Osheaga 2015 – Day One
Just off the island of Montreal, there is another smaller islet. The quaint Île Sainte-Hélène – as it’s known in the native tongue – plays host to Osheaga music festival and the masses of new wave beatniks, brain washed by a hippie culture that has since been bastardized by MDMA and consumerism. It reminds me of the immortal words of Frances McDormand as Elaine Miller in Almost Famous: “Look at this: an entire generation of Cinderallas and there’s no glass slipper.” It’s nearly impossible to look away from the madness.
The festival is truly unlike any other of the major summer festivals in Ontario or Quebec, it’s clear the focus is just as much on the peripherals; carnival games, food, drinks, parties, half pipes, mechanical bulls, oh and there’s music there too. The crowd comes from far and wide to experience genres from house music to folk, minus anything remotely close to heavy metal (unfortunately), but the organizers did manage to sneak in a few hard punk acts, which was nice of them. The beautiful Parc Jean Drapeau is a maze of somewhat controlled chaos and while the grounds may be confusing, it is a nice place to get lost in.
The first day was scorching hot and fans were crowding to shade like cows in a pasture trying to get relief from the sun. The free water refill lineups were long and mouths were dry. The grounds are equipped with many different types of hammocks, beanbag chairs and other alternative seating structures to support weary wanderers.
The Decemberists played on the Montagne Stage to a sun-drained crowd. They sounded incredible and it was clear that those in the crowd were enjoying the performance; it was just too hot to do anything other than stand and bake. Across the hills and far away Chet Faker played to a more active crowd of avid fans. His songs are generally a bit slower paced but that did not stop people from moving around. His voice combined with some mixing and a great backing band made for a well-polished sound.
The Thurston Moore Band on the Arbres Stage and The Avett Brothers playing the main Riviere Stage added a more old school feel to the festival lineup. While Thurston Moore and his group were a great revisit of classic rock sounds, The Avett Brothers band has put a new spin on the old big band country sound. It’s happy party rock and it is infectious. With quick rapping vocal parts and an excellent stage presence including a long hair, head banging cellist, the crowd could not get enough.
Of Monsters and Men played a more toned down set than most of the day’s other acts but everyone let loose when they played their hit, you know the one. The band is rebranding folk for a younger generation, and while everyone in attendance may not have fully appreciated the musicianship, the fact that they were there and watching is good enough for this old soul.
Edinburgh hip hop/pop group Young Fathers put on an incredible performance at the Vallée Stage. It was some of the best party music I have had the fortune of experiencing. As the three frontman danced around the stage and hyped up the crowd to a whole other level, their drummer jammed behind them relentlessly. At the same time over in the trees Viet Cong were ripping apart the minds of everyone watching with their intense, atmospheric post-punk rock. I seriously thought they were caught in some sort of time loop at one point when they played a riff until they just could not anymore, and then went right into their next song.

-*-*-

→ Assignment 1
List every festival stage named in the Osheaga review.
→ Assignment 2
Update the stretch of the Osheaga review from "Osheaga 2015 –" through "from the madness.", replacing "islet" with "island".
→ Assignment 3
Sum up the Osheaga review in two sentences.

-*-*-

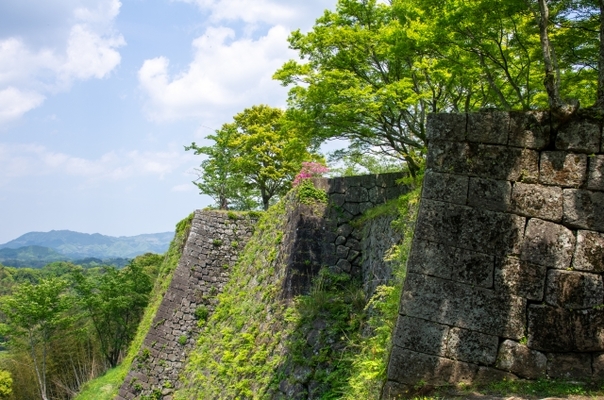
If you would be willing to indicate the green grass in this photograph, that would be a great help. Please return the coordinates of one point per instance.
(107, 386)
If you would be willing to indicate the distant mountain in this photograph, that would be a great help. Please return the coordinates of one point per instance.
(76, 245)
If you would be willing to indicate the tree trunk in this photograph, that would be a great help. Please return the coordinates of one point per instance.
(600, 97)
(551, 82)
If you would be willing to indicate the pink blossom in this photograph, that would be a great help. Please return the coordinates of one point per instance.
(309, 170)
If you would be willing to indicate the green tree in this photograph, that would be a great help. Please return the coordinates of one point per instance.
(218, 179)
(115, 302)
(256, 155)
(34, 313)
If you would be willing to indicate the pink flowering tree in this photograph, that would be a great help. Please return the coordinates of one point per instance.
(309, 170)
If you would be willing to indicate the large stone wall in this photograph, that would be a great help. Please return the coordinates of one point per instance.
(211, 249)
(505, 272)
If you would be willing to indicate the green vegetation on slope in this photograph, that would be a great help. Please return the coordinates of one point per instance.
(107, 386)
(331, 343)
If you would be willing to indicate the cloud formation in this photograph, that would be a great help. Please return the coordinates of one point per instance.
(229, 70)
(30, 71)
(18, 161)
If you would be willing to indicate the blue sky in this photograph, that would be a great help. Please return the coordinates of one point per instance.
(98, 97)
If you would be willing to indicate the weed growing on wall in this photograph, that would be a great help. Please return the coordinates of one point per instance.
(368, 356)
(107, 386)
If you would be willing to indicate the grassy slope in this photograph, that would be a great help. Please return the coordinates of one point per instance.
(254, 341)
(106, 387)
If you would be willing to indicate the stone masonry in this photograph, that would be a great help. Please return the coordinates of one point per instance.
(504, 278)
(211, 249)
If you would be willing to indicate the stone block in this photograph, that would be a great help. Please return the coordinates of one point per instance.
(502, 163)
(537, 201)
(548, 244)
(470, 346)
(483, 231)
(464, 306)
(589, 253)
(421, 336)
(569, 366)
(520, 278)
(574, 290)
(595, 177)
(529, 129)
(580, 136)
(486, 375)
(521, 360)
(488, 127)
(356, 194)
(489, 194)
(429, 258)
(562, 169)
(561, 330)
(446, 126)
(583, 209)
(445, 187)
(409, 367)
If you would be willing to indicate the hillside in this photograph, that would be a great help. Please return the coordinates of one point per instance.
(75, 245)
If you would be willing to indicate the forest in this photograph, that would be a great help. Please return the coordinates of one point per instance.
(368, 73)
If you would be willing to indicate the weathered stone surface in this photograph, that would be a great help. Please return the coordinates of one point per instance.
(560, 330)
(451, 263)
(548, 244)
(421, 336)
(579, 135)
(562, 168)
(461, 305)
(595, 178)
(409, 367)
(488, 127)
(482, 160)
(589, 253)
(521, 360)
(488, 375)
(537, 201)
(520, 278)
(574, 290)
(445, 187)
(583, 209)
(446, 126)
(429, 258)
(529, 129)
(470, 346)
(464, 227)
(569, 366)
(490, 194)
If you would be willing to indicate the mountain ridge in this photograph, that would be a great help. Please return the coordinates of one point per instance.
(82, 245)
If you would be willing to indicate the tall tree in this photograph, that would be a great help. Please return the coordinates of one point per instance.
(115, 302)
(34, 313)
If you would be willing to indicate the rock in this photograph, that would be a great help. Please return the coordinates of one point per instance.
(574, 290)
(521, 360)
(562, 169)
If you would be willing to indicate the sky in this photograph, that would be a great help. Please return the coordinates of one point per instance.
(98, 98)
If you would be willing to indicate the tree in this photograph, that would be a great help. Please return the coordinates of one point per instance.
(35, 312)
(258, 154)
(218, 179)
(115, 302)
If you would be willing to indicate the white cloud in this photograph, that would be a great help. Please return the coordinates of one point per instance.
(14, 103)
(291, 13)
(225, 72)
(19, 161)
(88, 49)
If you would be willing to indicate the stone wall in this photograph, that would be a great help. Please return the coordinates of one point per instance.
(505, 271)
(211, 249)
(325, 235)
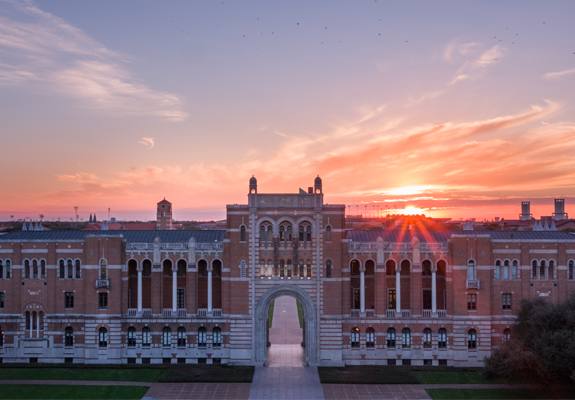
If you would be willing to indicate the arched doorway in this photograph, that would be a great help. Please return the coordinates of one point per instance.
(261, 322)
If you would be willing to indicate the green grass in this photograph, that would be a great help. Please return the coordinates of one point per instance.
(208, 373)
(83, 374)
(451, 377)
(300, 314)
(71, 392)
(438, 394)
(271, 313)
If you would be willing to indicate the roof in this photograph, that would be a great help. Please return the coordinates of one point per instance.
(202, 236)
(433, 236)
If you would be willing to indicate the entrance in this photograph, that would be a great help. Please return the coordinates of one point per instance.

-*-*-

→ Exercise output 1
Montagne Stage
Arbres Stage
Riviere Stage
Vallée Stage

→ Exercise output 2
Osheaga 2015 – Day One
Just off the island of Montreal, there is another smaller island. The quaint Île Sainte-Hélène – as it’s known in the native tongue – plays host to Osheaga music festival and the masses of new wave beatniks, brain washed by a hippie culture that has since been bastardized by MDMA and consumerism. It reminds me of the immortal words of Frances McDormand as Elaine Miller in Almost Famous: “Look at this: an entire generation of Cinderallas and there’s no glass slipper.” It’s nearly impossible to look away from the madness.

→ Exercise output 3
Osheaga, held on Île Sainte-Hélène in Parc Jean Drapeau, puts as much focus on carnival games, food, drinks and other extras as on music, and its first day was scorching hot. Acts such as The Decemberists, Chet Faker, The Avett Brothers, Of Monsters and Men, Young Fathers and Viet Cong played, and Young Fathers gave an incredible performance at the Vallée Stage.